- What is expected -
Please rewrite the passage of the essay about leaving the water program, beginning at the words "I slowed my" and stopping after "libraries and trees.", with "libraries" changed to "reading rooms".

- Extract provided -
____

The next steps in “my semi-charmed life of the mind”


I’m stepping down as director of the UNM Water Resources Program at the end of summer semester to write another book.


When I was happily toiling those many years as an inkstained wretch, I had secret fantasies of leaving newspaper work to spend my waning years on the campus of the University of New Mexico. It’s a short bike ride to campus, which has trees and libraries and people thinking slowly.

Building another pirate ship

I loved what newspaper work gave me – Michael Hirschorn called it “a certain kind of quasi-bohemian urban existence for the thousands of smart middle-class writers, journalists, and public intellectuals who … live semi-charmed kinds of lives of the mind.”

The publisher paid me to spend my days learning all the things – reading, calling people to explain things to me, trying to figure out what was the most important stuff, then typing it up so people could stay up all night printing thousands of copies of whatever I wrote and then driving around and throwing it on people’s driveways.

It is impossible to oversell how sweet a gig that was for a curious guy with good typing skills.

But over time the model was a poorer and poorer fit. As I wrote back in 2016 after leaving it:

It was a decent model for a long time. But the institutional constraints were substantial. For me, it was the form of the newspaper story. It was ill suited to the depth and complexity of the issues I was trying to understand – demanding of narrow story lines and uncomfortable with uncertainty.

So I quit newspapering to w r i t e  a  b o o k, in the process stumbling into a side hustle teaching and working with students in the University of New Mexico Water Resources Program. The then-director Bob Berrens, who is clever, gave me an office on campus, a title (I was for a time the WRP’s “Writer in Residence”), and the all-important library privileges. Slowly, the secret fantasy became reified. I commuted by bicycle to the leafy campus, wandered the shelves of its many libraries, engaged in hours of conversation with smart colleagues.

I slowed my thinking down, and the result was the best writing of my life.

In the summer of 2016, UNM’s Department of Economics invited me to join its faculty, and UNM Dean of Graduate Studies Julie Coonrod appointed me the director of the University’s Water Resources Program.

The job has exceeded the idle fantasies of my younger years. So much fun to teach, and learn from, UNM Water Resources Students. So much fun to spend my days on a university campus with all the thinking and libraries and trees.

____

- Collected material -
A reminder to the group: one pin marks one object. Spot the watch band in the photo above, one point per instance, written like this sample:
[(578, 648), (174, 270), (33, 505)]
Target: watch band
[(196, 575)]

____

- Worked solution -
I slowed my thinking down, and the result was the best writing of my life.

In the summer of 2016, UNM’s Department of Economics invited me to join its faculty, and UNM Dean of Graduate Studies Julie Coonrod appointed me the director of the University’s Water Resources Program.

The job has exceeded the idle fantasies of my younger years. So much fun to teach, and learn from, UNM Water Resources Students. So much fun to spend my days on a university campus with all the thinking and reading rooms and trees.